:: Given exercise ::
Swap every "sandpiper" in the data below for "plover", leave all else unchanged, and write the data out again without the pictures.

:: Supplied data ::

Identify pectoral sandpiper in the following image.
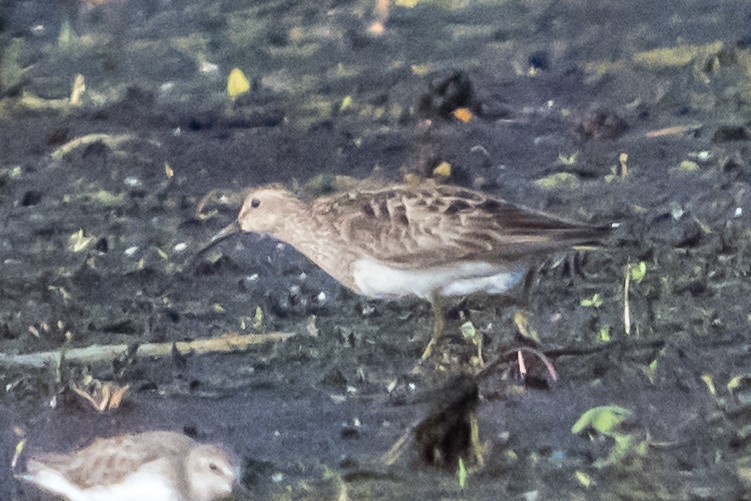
[20,431,239,501]
[219,185,611,358]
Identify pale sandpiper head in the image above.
[229,185,611,354]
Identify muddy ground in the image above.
[0,0,751,500]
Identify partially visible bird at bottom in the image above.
[18,431,240,501]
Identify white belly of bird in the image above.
[27,464,184,501]
[354,259,524,300]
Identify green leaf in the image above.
[571,405,633,437]
[580,292,602,308]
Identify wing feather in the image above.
[313,186,610,268]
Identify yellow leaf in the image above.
[227,68,250,98]
[339,96,352,111]
[574,470,594,489]
[454,108,472,123]
[535,172,581,190]
[701,374,717,395]
[727,375,748,391]
[433,162,451,177]
[410,64,433,77]
[253,306,263,331]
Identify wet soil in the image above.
[0,0,751,500]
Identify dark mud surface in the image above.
[0,0,751,500]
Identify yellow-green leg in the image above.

:: Finished answer ::
Identify pectoral plover in the following image.
[20,431,239,501]
[219,185,611,358]
Identify pale plover head in the image above.
[229,185,611,354]
Identify muddy ground in the image above.
[0,0,751,500]
Identify partially visible bird at bottom in the image above.
[18,431,240,501]
Identify white belly of bird in the image above.
[27,464,184,501]
[354,259,524,300]
Identify green leaf in the image above.
[571,405,633,437]
[580,292,602,308]
Identify wing feather in the image above.
[313,186,610,268]
Identify yellow leaf in the image above.
[227,68,250,98]
[339,96,352,111]
[574,470,594,489]
[454,108,472,123]
[535,172,581,190]
[701,374,717,395]
[727,375,748,391]
[433,162,451,177]
[410,64,433,77]
[253,306,263,331]
Identify wet soil in the image above.
[0,0,751,500]
Identify dark mud surface in the image above.
[0,0,751,500]
Identify yellow-green leg in the image above.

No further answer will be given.